━━━━━ 抜粋文
行政相談委員法案は、国の行政機関等の業務に関する国民の苦情の解決を促進するため、その相談に応じて、みずから必要な助言をする等の苦情相談の業務を行政管理庁長官が民間の有識者に委嘱できることとする行政相談委員制度について必要な事項を定めようとするものでありまして、四月十六日本委員会に予備付託となり、四月十九日政府より提案理由の説明を聴取し、五月二十七日参議院より送付されて本付託となり、六月九日質疑に入ったのであります。
審議会等の整理に関する法律案は、行政の簡素化と能率化を推進し、あわせて行政責任の明確化に資するため、合計三十四の審議会等の整理を行なおうとするものでありまして、五月三十一日本委員会に付託となり、六月九日政府より提案理由の説明を聴取し、六月十日質疑に入ったのであります。
右二法案は、六月十七日、質疑を打ち切り、直ちに採決の結果、いずれも原案のとおり可決すべきものと決定いたしました。
内閣提出第一五号、防衛庁設置法及び自衛隊法の一部を改正する法律案は、自衛官千四百九十八人、予備自衛官三千人、自衛官以外の職員五十五人を増員すること、及び第七航空団司令部を埼玉県入間郡から茨城県東茨城郡に移すことを内容とするものでありまして、三月十七日本委員会に付託となり、翌十八日政府より提案理由の説明を聴取したのであります。
━━━━━━━━━━
#### 課題概要 1
法案審議の報告によると、第七航空団司令部はどこからどこへ移されることになっているか。
#### 課題概要 2
法案審議の報告を、最後の文のあとから書き継いでください。
このあとのデータは、上の法案審議の報告とは別の資料である。
━━━━━ 保存データ
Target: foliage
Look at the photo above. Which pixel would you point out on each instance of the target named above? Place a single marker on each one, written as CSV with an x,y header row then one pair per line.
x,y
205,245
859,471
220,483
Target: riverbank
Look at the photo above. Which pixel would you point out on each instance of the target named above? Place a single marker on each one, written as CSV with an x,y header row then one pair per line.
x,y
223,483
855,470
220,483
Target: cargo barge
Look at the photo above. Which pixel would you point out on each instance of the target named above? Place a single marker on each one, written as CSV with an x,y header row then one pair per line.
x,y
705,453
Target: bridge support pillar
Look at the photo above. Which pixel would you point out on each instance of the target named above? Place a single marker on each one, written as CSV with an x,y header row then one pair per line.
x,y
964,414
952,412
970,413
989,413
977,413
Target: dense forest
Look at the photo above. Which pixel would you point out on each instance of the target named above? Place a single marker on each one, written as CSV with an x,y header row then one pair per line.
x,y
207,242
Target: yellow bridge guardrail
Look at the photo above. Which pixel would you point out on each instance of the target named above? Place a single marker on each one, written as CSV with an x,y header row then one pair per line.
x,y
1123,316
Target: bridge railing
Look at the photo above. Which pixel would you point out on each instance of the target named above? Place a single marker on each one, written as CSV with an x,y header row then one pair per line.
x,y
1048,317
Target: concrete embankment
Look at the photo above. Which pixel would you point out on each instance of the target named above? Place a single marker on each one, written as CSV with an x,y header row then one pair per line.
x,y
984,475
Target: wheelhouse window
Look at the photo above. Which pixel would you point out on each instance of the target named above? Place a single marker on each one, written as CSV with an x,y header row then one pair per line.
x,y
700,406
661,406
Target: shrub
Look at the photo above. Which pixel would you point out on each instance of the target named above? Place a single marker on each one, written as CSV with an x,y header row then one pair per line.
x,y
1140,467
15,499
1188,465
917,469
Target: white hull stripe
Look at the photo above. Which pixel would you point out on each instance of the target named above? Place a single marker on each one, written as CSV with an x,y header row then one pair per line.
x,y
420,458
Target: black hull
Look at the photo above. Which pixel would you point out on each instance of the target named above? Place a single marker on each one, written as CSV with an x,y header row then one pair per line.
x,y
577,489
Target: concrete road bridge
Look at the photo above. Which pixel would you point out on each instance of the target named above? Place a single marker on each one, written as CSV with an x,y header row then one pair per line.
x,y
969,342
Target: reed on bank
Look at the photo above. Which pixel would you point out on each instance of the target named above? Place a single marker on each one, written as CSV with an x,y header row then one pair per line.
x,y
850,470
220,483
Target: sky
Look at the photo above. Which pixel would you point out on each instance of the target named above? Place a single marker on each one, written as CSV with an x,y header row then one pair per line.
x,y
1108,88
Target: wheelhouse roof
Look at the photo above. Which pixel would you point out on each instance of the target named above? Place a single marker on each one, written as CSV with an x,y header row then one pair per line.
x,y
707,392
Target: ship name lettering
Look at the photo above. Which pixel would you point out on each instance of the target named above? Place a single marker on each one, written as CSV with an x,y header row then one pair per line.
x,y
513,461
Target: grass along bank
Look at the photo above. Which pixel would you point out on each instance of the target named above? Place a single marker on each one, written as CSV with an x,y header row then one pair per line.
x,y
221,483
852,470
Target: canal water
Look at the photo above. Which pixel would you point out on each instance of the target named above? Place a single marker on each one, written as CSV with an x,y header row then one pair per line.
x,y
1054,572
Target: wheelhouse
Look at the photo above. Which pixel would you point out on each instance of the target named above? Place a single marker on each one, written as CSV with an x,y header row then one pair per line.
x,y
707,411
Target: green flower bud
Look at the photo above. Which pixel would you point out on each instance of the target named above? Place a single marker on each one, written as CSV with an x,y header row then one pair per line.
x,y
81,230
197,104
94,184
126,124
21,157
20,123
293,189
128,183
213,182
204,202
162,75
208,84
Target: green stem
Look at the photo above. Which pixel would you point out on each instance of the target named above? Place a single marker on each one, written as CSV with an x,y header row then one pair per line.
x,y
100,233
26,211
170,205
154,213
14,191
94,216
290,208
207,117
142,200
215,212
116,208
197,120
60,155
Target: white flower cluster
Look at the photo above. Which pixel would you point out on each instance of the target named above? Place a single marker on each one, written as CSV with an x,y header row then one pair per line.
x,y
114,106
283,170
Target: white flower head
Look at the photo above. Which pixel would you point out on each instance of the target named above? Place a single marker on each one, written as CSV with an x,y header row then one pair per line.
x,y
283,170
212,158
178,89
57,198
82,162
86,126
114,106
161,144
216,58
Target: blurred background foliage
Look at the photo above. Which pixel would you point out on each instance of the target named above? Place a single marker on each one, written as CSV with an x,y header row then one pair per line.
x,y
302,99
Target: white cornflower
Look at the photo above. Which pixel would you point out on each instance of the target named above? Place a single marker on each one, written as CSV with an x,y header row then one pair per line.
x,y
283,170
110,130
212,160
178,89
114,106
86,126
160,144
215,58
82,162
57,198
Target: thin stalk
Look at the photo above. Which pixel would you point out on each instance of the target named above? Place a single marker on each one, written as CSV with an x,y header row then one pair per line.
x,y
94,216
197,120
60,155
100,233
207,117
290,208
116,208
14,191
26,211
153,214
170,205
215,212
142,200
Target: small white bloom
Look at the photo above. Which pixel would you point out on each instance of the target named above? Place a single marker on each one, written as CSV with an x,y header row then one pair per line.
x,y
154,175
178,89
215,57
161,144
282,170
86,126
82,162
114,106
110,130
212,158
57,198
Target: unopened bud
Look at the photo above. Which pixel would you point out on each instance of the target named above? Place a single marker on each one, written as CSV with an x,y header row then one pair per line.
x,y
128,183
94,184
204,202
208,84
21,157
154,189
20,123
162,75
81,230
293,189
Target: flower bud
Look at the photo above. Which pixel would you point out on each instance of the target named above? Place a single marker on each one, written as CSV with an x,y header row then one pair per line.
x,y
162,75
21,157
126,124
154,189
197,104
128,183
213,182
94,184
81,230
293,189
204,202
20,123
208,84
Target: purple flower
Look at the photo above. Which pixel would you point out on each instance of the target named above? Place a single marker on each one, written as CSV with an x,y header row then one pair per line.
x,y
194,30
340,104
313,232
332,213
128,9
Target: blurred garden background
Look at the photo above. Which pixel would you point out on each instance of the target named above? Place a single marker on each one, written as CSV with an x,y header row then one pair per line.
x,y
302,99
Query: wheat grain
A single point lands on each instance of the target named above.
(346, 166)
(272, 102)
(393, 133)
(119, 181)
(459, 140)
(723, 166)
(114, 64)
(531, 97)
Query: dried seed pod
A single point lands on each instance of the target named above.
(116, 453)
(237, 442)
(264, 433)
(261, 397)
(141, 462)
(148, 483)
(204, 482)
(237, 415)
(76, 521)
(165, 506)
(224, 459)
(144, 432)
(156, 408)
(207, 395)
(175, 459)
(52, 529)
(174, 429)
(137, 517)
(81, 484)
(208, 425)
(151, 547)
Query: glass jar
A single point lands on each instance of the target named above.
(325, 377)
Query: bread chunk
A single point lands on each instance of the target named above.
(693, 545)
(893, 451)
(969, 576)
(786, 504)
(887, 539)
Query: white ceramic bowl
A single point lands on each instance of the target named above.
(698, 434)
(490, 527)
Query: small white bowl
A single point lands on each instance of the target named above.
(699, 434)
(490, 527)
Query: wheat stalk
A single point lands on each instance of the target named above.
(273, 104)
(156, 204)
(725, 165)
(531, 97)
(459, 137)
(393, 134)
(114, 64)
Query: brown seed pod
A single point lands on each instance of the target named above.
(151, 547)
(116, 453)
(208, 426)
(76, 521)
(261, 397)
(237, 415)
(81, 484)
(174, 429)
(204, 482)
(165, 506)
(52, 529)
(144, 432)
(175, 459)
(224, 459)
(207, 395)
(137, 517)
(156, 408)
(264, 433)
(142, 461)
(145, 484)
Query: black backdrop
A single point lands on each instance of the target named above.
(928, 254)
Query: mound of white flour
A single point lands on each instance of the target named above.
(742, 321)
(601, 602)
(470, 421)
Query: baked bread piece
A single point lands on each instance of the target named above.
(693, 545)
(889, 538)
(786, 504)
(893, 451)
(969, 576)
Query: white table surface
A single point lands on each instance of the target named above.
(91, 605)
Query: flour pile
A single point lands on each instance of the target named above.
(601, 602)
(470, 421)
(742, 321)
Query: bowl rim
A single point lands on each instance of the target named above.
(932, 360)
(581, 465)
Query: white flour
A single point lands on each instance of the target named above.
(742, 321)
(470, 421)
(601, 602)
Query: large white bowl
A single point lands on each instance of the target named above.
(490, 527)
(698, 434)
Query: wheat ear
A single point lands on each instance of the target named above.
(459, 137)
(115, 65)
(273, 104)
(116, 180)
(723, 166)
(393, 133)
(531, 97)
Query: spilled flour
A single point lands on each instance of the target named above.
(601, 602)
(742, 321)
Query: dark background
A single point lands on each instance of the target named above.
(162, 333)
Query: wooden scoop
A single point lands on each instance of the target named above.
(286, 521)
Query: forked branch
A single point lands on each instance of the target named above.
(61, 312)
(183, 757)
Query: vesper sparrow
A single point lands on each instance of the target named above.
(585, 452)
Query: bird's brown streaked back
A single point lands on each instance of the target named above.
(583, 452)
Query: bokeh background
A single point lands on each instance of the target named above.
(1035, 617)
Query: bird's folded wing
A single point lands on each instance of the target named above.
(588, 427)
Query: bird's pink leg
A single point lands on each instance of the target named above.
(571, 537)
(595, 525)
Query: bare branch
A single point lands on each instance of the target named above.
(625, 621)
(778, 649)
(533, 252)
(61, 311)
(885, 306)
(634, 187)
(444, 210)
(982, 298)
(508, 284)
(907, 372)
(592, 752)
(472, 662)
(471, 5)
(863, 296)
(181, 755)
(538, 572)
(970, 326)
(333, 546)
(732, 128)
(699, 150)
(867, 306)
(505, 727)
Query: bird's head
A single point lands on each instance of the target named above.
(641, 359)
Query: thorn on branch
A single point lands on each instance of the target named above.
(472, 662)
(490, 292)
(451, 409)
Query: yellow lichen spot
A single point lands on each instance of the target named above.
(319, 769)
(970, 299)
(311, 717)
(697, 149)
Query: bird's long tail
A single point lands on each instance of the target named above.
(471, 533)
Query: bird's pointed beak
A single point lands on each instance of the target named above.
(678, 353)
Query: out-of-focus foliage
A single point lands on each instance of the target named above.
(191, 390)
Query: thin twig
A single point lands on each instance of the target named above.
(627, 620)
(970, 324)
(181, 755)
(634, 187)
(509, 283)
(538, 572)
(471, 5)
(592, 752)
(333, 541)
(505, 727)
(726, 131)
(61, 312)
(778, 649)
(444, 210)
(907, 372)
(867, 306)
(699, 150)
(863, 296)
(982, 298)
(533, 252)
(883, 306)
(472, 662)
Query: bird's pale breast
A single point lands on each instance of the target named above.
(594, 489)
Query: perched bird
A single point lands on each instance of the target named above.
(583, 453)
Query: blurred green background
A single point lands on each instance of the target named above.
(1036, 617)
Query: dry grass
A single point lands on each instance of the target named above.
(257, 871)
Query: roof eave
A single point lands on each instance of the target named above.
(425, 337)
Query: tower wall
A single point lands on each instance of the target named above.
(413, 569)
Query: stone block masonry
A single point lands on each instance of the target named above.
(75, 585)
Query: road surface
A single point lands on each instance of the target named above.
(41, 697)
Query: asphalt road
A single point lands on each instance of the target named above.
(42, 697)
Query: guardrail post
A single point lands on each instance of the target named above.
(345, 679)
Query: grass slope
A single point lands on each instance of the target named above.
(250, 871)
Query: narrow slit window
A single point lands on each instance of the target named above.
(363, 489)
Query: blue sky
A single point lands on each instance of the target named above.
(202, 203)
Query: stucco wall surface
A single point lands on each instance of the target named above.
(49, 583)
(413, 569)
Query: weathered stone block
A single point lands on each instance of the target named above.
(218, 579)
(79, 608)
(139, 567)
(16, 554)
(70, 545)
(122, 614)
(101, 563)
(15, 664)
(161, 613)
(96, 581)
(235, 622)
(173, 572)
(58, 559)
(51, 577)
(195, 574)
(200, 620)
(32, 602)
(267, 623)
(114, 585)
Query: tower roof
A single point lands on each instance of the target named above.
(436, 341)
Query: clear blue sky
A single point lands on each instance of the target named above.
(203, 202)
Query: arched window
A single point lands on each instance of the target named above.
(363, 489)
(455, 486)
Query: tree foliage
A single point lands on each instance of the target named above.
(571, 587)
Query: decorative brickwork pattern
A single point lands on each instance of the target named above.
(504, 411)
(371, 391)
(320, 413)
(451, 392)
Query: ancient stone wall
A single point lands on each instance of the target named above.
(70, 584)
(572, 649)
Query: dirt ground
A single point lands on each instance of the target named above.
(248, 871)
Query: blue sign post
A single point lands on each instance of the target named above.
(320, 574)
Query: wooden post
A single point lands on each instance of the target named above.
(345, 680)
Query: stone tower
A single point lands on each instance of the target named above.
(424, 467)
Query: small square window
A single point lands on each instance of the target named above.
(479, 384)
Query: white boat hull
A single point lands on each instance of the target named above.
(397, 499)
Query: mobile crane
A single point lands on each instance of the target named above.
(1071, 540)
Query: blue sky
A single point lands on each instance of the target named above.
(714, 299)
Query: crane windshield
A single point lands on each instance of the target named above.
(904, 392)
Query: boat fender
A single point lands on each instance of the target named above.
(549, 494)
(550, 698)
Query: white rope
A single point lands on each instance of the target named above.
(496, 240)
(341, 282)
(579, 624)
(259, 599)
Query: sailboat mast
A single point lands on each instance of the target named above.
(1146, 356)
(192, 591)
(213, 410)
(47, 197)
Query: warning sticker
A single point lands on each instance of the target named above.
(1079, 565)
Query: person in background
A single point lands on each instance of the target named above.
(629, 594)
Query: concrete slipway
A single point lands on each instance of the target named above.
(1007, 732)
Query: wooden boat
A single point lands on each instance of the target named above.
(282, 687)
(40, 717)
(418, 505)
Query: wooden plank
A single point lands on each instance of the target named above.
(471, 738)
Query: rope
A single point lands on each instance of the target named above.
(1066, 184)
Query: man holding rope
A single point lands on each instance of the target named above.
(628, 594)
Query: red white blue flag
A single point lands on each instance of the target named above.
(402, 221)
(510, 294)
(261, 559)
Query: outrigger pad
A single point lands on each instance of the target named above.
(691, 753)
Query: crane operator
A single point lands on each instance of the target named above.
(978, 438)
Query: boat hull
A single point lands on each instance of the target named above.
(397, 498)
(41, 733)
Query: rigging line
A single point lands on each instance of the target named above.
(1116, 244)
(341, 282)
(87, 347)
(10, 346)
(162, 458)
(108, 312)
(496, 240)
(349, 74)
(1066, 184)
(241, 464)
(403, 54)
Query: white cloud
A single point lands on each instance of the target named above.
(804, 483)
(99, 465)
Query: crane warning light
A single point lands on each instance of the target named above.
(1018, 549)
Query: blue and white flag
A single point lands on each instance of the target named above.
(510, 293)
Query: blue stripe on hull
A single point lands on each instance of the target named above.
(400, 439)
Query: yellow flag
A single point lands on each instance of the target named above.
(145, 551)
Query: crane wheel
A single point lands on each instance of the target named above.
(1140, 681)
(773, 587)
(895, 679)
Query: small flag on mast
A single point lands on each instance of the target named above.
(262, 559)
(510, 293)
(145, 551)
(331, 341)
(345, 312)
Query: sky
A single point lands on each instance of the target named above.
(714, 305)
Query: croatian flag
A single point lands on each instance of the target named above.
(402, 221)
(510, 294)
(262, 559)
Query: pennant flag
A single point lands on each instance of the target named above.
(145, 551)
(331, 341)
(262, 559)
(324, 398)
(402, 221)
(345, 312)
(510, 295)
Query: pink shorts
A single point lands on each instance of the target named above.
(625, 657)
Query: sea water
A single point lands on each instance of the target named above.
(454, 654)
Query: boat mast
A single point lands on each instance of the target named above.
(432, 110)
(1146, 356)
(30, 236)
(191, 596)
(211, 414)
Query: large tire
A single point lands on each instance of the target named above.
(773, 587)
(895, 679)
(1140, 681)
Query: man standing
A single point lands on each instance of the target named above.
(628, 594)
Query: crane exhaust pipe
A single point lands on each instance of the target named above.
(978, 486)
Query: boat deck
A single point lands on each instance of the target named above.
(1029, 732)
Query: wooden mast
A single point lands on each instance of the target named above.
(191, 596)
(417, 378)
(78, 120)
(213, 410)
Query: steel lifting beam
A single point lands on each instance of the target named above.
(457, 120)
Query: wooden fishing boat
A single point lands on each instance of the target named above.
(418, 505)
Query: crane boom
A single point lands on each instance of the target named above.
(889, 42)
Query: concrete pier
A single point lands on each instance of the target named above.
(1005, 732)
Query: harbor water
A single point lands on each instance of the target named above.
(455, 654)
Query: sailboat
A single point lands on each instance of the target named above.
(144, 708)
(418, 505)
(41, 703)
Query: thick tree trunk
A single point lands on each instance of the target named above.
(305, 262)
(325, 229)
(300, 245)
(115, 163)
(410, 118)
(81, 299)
━━━━━━━━━━
#### 最終回答 1
埼玉県入間郡から茨城県東茨城郡へ移されることになっている。

#### 最終回答 2
内閣提出第三七号、防衛庁設置法及び自衛隊法の一部を改正する法律案は、自衛官六百三十人、予備自衛官三千人をさらに増員すること等を内容とするものでありまして、四月二十一日本会議において趣旨の説明を聴取し、翌二十二日本委員会に付託となり、二十六日政府より提案理由の説明を聴取したのであります。
右二法案は、一括議題として五月三十一日より質疑に入り、六月二十四日、質疑を打ち切り、直ちに採決の結果、いずれも多数をもって原案のとおり可決すべきものと決定いたしました。
最後に、内閣法の一部を改正する法律案は、内閣官房長官は国務大臣をもって充てることとし、このため、国務大臣の定数を一人増加して十八人以内とすること、内閣官房に内閣調整官及び内閣報道官各一人を置くこと等を内容とするものでありまして、三月十七日本委員会に付託となり、翌十八日政府より提案理由の説明を聴取し、本二十五日、質疑を終了いたしましたところ、山内委員より、内閣調整官及び内閣報道官を置くこととしている規定を削除することとする旨の修正案が提出され、趣旨説明の後、直ちに採決の結果、全会一致をもって修正案のとおり修正議決すべきものと決定いたしました。
以上、御報告申し上げます。(拍手)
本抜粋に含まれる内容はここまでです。